*SOURCE TEXT:*
Dangerous passage: Refugees in Minnesota risk death to reach Canada

Marketplace Contributor Feb 22, 2017
Eric Kuhn, patrol agent in charge for the U.S. Customs and Border Protection station in Pembina, North Dakota, stands for a portrait while on patrol near the Canadian border. Since 2010, the Border Patrol at Pembina has seen an increase in asylum seekers, primarily those who fled African countries, trying to sneak across the border into Canada. Dan Koeck for MPR News

This story was first published on MPRnews.org 

Bashir Yussuf had survived Somalia’s violence, fled to South America, then struggled through dense Panamanian jungle to make it north and seek asylum.

Now he stood freezing in waist-high snow in the desolate Minnesota-Canadian borderlands, wondering if these last few miles of his journey might be the ones that finally killed him.

He started to walk.

“Sometimes you crawl because you cannot walk,” recalled Yussuf, who crossed into Canada earlier this month through deep snow in the middle of the night at an abandoned border site near the village of Emerson. “Every step you take, you go deep.”

Yussuf, 28, and two other refugees had each paid a driver $600 to deliver them from Minneapolis to far northwestern Minnesota. They were told the border crossing would be a five-minute walk from the drop-off. Three hours later, when Yussuf finally reached a Canadian border station, he was so spent that agents had to remove his boots.

*REQUIREMENTS:*
**1)** Answer these questions from the article on refugees crossing into Canada:
(a) In which town and state is the Customs and Border Protection station that Eric Kuhn leads?
(b) How much did each refugee traveling with Yussuf pay the driver?
(c) How long were they told the walk from the drop-off to the border would take?
**2)** Extend the article on refugees crossing from Minnesota into Canada. Begin right after the sentence saying that agents had to remove Yussuf's boots.

*MATERIAL SUPPLIED:*
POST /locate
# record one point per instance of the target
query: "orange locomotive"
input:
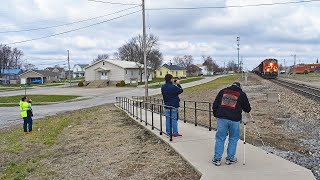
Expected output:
(268, 69)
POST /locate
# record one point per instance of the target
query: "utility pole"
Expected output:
(238, 43)
(241, 67)
(144, 49)
(294, 56)
(69, 69)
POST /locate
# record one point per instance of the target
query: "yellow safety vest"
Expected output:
(24, 106)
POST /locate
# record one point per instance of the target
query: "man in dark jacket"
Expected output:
(227, 108)
(170, 92)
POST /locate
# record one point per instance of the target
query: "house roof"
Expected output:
(42, 72)
(122, 64)
(193, 67)
(10, 71)
(83, 65)
(173, 67)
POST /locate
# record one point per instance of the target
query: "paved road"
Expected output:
(10, 115)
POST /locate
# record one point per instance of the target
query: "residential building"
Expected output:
(114, 71)
(10, 76)
(78, 70)
(174, 70)
(193, 70)
(39, 77)
(59, 70)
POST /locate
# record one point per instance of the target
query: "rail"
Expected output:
(135, 108)
(189, 111)
(301, 88)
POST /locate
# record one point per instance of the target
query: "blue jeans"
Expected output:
(27, 121)
(225, 127)
(174, 114)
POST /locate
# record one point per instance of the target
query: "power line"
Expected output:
(108, 2)
(233, 6)
(66, 24)
(65, 32)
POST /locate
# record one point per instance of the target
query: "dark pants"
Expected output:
(27, 122)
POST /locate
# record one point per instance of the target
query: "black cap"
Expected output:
(236, 84)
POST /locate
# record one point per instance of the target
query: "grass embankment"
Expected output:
(184, 81)
(10, 101)
(204, 93)
(10, 89)
(96, 143)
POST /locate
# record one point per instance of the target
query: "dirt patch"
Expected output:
(106, 144)
(290, 128)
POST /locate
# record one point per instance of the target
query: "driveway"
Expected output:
(10, 115)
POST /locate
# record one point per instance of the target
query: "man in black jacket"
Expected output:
(227, 108)
(170, 92)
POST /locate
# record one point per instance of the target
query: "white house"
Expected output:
(114, 71)
(78, 70)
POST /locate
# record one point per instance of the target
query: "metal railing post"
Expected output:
(195, 114)
(170, 124)
(132, 101)
(184, 112)
(145, 113)
(210, 122)
(152, 117)
(137, 110)
(140, 111)
(160, 112)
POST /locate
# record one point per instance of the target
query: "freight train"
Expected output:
(267, 69)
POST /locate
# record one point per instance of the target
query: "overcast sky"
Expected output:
(278, 31)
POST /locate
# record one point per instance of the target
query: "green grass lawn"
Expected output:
(223, 81)
(184, 81)
(37, 98)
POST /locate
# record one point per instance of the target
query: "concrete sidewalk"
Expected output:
(197, 147)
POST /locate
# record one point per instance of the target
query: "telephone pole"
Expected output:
(69, 69)
(238, 44)
(144, 49)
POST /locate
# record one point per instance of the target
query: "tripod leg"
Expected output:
(258, 132)
(244, 139)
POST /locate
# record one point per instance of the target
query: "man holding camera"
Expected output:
(170, 93)
(227, 108)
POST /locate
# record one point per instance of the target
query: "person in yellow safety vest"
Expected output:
(26, 114)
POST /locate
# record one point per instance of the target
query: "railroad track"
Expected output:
(306, 90)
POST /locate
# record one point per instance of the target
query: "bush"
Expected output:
(80, 84)
(121, 84)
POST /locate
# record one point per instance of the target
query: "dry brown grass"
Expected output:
(104, 143)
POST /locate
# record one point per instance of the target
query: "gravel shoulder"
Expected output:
(104, 143)
(290, 128)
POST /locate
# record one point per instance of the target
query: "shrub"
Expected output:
(122, 83)
(80, 84)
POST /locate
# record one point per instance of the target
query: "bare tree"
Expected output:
(210, 64)
(100, 57)
(183, 61)
(231, 66)
(29, 66)
(133, 51)
(9, 58)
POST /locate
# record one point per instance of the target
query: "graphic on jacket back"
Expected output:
(230, 99)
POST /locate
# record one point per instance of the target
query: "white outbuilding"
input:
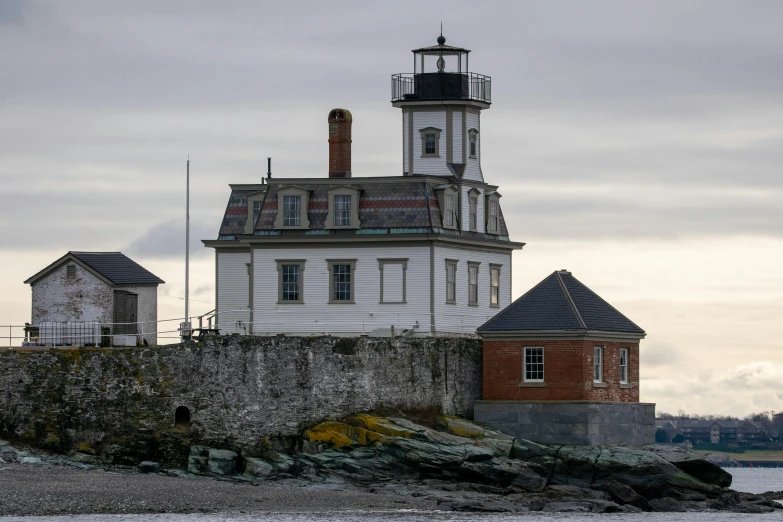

*RESPONSES BY TASK:*
**1)**
(a) Pembina, North Dakota
(b) $600
(c) Five minutes

**2)**
“I was like, I give up,” he said. “This is your final night.”

Yussuf was lucky. Two Ghanaians who’d tried a similar crossing weeks earlier became trapped in the brutal cold and suffered frostbite so severe it cost one man all of his fingers and parts of both ears. The other kept only his thumb.

Still, they come.

Dozens of mostly African refugees are finding their way to the snow-covered farm fields that straddle the international border on either side of the Red River in North Dakota and Minnesota.

They came to the United States originally seeking asylum but are fleeing to Canada, in part because they fear the political climate in U.S. makes it more likely they will be deported.

The crossings have accelerated this winter to the point where they are overwhelming Manitoba’s refugee aid system. Canadian officials, worried about the fate of refugees as well as their country’s border security, have become increasingly alarmed about the illegal passages.

The gate at the abandoned Noyes border crossing into Canada.   

It shows no signs of stopping.

Minnesota immigration attorneys say Donald Trump’s election as president triggered panic among many refugees who’d been hoping for asylum in the U.S. but now see Canada as their only chance.

In the Twin Cities, migrants have managed to find drivers and quasi-smugglers who for a few hundred dollars promise to deliver them to the border, but don’t say where, exactly.

It’s a journey that might kill someone this winter. But the stories of Yussuf and others who have made the crossing suggest that despite the cost, many more will try.

‘Things were not as they had thought’

Yussuf’s winter journey that night to the Minnesota-Canadian border began nearly four years earlier in Somalia, where he said he was targeted as a minority tribe member who fell in love with a girl from a majority tribe and was badly beaten.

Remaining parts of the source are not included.